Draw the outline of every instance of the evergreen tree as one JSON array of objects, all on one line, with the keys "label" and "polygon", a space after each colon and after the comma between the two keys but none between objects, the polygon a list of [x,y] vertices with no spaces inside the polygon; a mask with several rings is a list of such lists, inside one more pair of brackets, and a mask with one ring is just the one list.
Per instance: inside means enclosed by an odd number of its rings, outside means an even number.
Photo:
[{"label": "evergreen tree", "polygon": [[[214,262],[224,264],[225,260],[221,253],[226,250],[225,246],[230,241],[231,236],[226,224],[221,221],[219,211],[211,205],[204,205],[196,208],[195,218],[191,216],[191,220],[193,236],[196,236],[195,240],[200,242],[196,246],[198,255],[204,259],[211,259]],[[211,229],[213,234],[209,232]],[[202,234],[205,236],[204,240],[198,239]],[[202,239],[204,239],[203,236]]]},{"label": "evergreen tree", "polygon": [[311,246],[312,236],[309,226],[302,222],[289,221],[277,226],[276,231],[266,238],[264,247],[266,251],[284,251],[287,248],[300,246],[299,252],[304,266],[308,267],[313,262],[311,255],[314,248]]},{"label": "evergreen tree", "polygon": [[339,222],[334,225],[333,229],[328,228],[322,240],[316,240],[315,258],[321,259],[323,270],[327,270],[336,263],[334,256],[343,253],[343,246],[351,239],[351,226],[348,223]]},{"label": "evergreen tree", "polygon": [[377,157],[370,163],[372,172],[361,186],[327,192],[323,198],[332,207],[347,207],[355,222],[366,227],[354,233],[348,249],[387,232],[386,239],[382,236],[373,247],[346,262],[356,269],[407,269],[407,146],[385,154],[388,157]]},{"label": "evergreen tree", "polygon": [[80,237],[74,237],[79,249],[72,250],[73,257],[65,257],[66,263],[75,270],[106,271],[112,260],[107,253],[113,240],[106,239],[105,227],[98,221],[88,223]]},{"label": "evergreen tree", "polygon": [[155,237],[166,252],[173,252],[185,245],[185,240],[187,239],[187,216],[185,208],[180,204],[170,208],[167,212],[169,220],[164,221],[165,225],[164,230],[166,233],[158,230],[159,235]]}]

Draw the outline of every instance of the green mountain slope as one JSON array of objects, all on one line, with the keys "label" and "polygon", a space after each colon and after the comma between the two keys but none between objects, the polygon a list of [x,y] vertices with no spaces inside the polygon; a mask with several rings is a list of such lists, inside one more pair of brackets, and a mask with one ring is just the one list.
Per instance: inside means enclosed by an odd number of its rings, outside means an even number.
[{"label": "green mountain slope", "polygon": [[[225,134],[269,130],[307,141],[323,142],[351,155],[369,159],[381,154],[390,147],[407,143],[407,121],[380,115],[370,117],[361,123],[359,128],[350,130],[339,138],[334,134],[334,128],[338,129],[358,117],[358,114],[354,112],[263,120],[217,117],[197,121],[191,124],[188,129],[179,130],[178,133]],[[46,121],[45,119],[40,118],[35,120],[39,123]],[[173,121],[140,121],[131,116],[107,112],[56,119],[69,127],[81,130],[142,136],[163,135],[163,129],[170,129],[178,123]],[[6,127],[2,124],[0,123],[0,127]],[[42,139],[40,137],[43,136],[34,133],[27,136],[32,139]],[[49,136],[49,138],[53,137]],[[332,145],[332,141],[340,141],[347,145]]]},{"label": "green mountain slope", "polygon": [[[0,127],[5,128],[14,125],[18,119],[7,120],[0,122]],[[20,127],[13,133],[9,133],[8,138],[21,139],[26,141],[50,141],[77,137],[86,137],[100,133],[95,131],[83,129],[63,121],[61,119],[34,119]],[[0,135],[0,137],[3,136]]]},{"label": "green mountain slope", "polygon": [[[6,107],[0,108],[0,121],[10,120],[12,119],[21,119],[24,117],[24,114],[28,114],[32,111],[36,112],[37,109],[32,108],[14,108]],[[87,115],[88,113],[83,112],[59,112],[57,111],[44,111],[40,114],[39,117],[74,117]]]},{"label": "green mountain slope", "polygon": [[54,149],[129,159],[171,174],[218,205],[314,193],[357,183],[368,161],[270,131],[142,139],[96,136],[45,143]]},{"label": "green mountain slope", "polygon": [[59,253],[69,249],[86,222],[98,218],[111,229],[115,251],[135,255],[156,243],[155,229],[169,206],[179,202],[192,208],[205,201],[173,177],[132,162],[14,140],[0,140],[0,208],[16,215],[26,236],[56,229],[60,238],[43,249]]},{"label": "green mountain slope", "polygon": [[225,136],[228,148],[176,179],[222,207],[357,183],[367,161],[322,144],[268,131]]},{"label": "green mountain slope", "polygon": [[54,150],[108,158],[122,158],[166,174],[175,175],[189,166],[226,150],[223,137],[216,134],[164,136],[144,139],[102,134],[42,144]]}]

* * *

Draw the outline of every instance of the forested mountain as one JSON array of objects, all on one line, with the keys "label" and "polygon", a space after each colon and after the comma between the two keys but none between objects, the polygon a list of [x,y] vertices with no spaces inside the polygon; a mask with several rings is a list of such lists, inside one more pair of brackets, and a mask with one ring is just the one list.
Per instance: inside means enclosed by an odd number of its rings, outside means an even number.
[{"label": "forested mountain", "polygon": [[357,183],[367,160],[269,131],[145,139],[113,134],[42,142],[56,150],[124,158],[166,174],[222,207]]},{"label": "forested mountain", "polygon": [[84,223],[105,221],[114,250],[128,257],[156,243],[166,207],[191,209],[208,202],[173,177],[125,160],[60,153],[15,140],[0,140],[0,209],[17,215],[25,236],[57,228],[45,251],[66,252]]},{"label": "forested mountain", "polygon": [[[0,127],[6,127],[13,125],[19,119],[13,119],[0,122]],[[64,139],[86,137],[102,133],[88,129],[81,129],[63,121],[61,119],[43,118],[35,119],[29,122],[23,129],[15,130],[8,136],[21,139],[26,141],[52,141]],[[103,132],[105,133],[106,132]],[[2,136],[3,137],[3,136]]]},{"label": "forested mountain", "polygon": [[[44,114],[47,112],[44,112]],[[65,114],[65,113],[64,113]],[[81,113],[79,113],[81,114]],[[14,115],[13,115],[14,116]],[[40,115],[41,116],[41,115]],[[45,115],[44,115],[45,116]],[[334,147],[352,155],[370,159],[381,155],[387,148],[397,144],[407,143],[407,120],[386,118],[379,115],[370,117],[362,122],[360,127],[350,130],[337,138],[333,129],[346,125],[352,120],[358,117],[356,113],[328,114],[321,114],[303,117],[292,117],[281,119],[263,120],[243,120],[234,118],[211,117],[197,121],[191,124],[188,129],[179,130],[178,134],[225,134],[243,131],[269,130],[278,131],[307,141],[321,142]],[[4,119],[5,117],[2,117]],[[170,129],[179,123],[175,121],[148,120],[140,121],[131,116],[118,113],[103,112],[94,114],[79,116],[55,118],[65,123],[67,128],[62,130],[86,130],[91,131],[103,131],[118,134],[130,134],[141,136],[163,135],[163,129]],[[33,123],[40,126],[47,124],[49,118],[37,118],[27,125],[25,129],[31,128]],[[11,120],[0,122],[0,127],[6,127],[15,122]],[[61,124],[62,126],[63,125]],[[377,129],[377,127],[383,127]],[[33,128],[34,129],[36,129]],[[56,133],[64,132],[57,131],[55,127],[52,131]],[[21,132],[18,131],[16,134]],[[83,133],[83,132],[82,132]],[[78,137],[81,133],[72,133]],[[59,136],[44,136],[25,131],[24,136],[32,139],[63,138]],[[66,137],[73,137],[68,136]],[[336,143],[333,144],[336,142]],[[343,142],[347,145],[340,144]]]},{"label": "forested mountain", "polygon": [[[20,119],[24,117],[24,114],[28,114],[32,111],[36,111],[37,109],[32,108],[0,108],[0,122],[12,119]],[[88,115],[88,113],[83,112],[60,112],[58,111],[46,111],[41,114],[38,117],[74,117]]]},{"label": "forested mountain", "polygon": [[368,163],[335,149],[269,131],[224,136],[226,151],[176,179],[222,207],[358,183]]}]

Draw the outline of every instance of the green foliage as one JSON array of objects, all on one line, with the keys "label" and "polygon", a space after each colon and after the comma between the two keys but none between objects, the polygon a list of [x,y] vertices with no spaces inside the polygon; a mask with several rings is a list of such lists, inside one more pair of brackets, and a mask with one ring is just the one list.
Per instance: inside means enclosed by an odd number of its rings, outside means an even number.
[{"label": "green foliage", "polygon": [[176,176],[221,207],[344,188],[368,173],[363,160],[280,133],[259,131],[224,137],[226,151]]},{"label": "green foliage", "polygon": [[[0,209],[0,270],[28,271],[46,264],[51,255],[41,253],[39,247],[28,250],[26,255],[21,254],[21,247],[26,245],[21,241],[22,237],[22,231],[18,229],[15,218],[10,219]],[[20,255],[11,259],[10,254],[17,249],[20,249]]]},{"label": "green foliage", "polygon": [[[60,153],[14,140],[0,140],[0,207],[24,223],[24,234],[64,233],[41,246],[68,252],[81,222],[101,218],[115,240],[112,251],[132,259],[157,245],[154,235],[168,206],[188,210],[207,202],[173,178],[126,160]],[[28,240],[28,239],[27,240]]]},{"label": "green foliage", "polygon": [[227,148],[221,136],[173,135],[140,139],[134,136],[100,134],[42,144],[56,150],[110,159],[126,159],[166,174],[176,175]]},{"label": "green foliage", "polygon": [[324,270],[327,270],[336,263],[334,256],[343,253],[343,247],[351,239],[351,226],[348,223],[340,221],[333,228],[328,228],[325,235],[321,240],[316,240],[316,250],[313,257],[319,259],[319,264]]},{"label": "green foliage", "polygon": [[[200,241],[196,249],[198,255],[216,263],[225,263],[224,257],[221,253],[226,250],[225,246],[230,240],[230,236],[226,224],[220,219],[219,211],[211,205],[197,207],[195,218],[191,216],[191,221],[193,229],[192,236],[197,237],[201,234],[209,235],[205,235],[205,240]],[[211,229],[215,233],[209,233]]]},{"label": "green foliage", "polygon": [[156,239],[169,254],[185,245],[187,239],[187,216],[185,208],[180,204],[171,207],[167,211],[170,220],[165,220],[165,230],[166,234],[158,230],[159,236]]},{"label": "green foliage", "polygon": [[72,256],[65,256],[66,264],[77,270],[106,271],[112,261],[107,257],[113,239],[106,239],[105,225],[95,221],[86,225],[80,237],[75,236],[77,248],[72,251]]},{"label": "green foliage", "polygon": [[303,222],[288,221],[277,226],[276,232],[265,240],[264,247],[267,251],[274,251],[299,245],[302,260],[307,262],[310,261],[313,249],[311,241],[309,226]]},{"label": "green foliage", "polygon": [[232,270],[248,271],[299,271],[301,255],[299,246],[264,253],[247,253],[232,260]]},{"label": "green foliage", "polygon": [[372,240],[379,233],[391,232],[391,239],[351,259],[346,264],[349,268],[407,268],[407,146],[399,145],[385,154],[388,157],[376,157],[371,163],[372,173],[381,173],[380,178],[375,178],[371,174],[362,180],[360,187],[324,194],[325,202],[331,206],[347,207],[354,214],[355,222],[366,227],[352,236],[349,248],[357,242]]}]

__THE TASK__
Which lines in the rows above contain the string "colon"? Gather each of those lines and copy it out in full, treating uppercase and lowercase as different.

__REPLY__
Draw the outline of every instance of the evergreen tree as one JSON array of objects, all on one line, with the keys "label" and "polygon", a space after each colon and after the comma between the two keys but none between objects, the polygon a list of [x,y] vertices with no spaces inside the polygon; a mask with several rings is a list of such lists, inside one more pair of brackets, and a mask with one ring is just the one list.
Draw the outline of every instance of the green mountain slope as one JSON array of objects, all on one line, with the keys "label" and "polygon", a space after each colon and after the comma between the two keys but none between objects, the polygon a list of [x,y] vertices with no spaces inside the polygon; a mask with several rings is a list of such lists, inside one more pair of brackets, and a mask with one ring is just the one list.
Draw the outline of every instance of the forested mountain as one JSON array of objects, all on one line, with the keys "label" and "polygon", a space after each colon and after the comma between the two keys but none between objects, the polygon a list of [x,y] vertices with no spaces inside the polygon; a mask with several rings is a list of such lists, inside one more pair of brackets, and a mask with one ring is just the one list.
Draw the outline of every instance of the green foliage as one JSON array of objects, all on one line, with the keys "label" and "polygon", a space after each colon and after the comma between the two keys but none between objects, the polygon a list of [x,y] vertices with no spaces inside the polygon; a mask with several rings is a list of such lists, inside one more pair of brackets, and a mask with one ring is just the one list.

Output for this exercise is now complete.